● **Exercise aim**
Copy out, exactly as written, only the line containing "Localize outstretched wing" and the lines after it through the end of the records.

(Extracted data entries)
####
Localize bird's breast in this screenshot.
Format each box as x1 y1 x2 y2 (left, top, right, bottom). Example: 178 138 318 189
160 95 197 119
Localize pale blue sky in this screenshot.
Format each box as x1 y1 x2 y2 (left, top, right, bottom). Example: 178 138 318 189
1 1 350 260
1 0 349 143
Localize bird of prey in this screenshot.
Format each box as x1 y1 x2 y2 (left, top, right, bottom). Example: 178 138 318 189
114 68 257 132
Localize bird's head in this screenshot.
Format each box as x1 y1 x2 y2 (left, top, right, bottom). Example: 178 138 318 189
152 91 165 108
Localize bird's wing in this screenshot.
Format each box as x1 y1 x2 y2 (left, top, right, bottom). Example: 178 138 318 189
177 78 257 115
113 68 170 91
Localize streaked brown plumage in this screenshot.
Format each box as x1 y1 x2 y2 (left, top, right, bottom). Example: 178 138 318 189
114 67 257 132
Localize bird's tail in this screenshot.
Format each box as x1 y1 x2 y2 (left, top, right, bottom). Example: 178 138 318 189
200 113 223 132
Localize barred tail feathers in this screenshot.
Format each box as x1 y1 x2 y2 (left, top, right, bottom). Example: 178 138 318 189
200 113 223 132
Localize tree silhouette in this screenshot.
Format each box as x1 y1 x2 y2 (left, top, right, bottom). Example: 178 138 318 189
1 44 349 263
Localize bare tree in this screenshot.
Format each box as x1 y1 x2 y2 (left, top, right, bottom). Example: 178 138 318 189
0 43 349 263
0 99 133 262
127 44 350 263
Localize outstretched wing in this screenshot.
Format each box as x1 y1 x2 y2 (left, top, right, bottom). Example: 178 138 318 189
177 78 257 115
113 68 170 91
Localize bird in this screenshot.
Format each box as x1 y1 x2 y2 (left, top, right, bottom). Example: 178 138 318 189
####
● **Reply**
Localize outstretched wing in this screenshot.
Format each box as x1 y1 x2 y2 (left, top, right, bottom). Example: 178 138 318 189
177 78 257 115
113 68 170 91
Localize bird in this screenshot.
Format each box as x1 y1 x2 y2 (left, top, right, bottom). Example: 178 138 318 189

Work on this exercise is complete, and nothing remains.